**Problem description**
Write out every one of the lines below, word for word, changing nothing.

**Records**

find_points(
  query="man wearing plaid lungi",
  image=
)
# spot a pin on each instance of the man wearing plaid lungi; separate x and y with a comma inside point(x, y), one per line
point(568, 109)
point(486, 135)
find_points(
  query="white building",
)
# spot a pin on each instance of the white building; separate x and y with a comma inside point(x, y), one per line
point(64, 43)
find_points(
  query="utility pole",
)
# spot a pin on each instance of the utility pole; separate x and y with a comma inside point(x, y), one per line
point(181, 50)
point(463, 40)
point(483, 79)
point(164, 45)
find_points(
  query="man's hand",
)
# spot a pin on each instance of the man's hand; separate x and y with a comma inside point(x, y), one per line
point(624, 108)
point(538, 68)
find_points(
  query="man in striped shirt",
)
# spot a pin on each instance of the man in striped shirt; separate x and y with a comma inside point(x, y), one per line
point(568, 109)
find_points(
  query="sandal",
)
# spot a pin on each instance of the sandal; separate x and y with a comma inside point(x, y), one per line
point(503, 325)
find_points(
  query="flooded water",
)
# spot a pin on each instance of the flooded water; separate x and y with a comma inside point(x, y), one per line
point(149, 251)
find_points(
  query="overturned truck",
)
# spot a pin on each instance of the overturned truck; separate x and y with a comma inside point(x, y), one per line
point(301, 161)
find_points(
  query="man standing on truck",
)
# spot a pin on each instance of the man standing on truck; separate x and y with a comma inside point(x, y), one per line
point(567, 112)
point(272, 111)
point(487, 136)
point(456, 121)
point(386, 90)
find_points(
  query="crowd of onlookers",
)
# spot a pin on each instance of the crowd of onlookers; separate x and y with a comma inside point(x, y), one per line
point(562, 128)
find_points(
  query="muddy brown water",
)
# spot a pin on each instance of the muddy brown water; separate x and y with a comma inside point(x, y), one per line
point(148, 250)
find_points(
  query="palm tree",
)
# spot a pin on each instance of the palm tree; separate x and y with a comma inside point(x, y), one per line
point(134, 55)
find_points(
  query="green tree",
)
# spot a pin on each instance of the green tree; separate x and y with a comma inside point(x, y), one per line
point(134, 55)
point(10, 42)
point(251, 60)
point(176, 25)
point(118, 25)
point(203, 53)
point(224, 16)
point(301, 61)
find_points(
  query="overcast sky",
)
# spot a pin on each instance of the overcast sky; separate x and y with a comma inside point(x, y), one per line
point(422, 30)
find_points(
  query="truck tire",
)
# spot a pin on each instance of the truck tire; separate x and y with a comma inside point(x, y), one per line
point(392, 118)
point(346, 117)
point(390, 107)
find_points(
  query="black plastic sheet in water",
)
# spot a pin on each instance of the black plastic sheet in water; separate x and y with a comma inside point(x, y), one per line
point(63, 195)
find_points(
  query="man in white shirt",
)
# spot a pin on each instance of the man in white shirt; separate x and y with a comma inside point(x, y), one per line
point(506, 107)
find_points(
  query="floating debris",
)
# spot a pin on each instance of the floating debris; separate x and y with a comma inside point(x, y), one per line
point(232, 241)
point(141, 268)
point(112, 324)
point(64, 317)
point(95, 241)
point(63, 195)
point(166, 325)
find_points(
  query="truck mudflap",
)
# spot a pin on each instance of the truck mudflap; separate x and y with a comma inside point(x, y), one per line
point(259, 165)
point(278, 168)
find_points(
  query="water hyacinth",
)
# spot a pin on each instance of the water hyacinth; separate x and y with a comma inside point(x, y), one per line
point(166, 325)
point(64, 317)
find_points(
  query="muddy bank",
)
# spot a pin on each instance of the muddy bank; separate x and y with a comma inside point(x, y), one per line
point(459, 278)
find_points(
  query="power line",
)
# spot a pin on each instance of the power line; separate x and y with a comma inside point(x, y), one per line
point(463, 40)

**Final result**
find_points(
  query="man wearing plaid lungi",
  image=
)
# spot a pin on each instance of the man wearing plaid lungi; separate x and y with a comma inside point(x, y), one per line
point(568, 109)
point(486, 135)
find_points(
  query="white building",
)
# spot a pin on each instance of the white building; separate x and y with a comma inside point(x, y), one per line
point(64, 43)
find_points(
  query="utility pole",
)
# spot a pin on each instance of the utility pole; separate x and y with a comma inside point(x, y), one per line
point(181, 50)
point(463, 40)
point(483, 79)
point(164, 45)
find_points(
  query="man's hand",
)
# spot a pin on each instance of the man's hand; separate x and y with a comma inside point(x, y), one per line
point(624, 108)
point(538, 68)
find_points(
  query="man in striped shirt",
)
# spot a pin on each instance of the man in striped shirt; separate x and y with a comma inside point(x, y), one per line
point(568, 109)
find_points(
  query="sandal",
)
# spot a pin on each instance of the sandal; separate x and y with a comma inside point(x, y), one per line
point(503, 325)
find_points(
  query="flooded water",
)
# spot a pin on each instance of the flooded water; separate x and y with a comma inside point(x, y), one per line
point(149, 251)
find_points(
  query="overturned truck",
)
# spot a pin on each instance of the overturned truck; separate x and y with a comma inside point(x, y), one per line
point(301, 161)
find_points(
  query="man standing on truck",
)
# spot a pin on each instance of the man standing on truck; separate x and y with a comma inside point(x, y), one per line
point(567, 112)
point(272, 111)
point(487, 136)
point(456, 121)
point(386, 90)
find_points(
  query="crowd of onlookers",
)
# spot a pin on each instance of the crowd of onlookers; separate x and y with a comma inside point(x, y), one per line
point(562, 128)
find_points(
  query="muddy brown water",
)
# spot a pin on each instance of the muddy brown water; separate x and y with a comma inside point(x, y), one per line
point(148, 250)
find_points(
  query="palm tree",
)
# spot a pin on each instance of the palm tree; separate x and y with a comma inside point(x, y), one per line
point(134, 55)
find_points(
  query="green tree",
)
# spot a pin on each instance of the green tree; separate x and y with a comma inside point(x, y), one per line
point(134, 55)
point(10, 42)
point(251, 60)
point(176, 25)
point(118, 25)
point(203, 53)
point(224, 16)
point(301, 61)
find_points(
  query="overcast sky",
)
# spot a pin on each instance of the overcast sky; separate x and y with a comma inside point(x, y), one per line
point(422, 30)
find_points(
  query="truck tire",
)
# spot a pin on each instance of the truck tire; separate x and y with a comma inside point(x, y), one per line
point(392, 118)
point(346, 117)
point(390, 107)
find_points(
  query="black plastic sheet in water",
)
# spot a pin on each instance of the black plastic sheet in water; separate x and y with a comma inside point(x, y), one per line
point(63, 195)
find_points(
  query="man in white shirt",
)
# spot a pin on each instance of the man in white shirt; separate x and y with a comma inside point(x, y), one per line
point(506, 107)
find_points(
  query="floating debris",
)
# spot a pin on each instance of the floating debris; separate x and y with a comma inside point(x, y), one per line
point(232, 241)
point(141, 268)
point(112, 324)
point(64, 317)
point(95, 241)
point(63, 195)
point(166, 325)
find_points(
  query="truck mudflap",
)
# spot a pin on each instance of the truck mudflap; separate x and y with a comma inside point(x, y), one per line
point(259, 165)
point(278, 168)
find_points(
  query="water hyacinth",
)
# spot a pin on each instance of the water hyacinth; separate x and y with a comma inside point(x, y), one per line
point(166, 325)
point(64, 317)
find_points(
  query="muddy bank",
)
# spot a pin on each instance of the muddy bank; separate x and y with a comma inside point(x, y), one per line
point(459, 278)
find_points(
  query="power line",
)
# spot a pin on each instance of the power line; separate x and y with a comma inside point(x, y), one per line
point(463, 40)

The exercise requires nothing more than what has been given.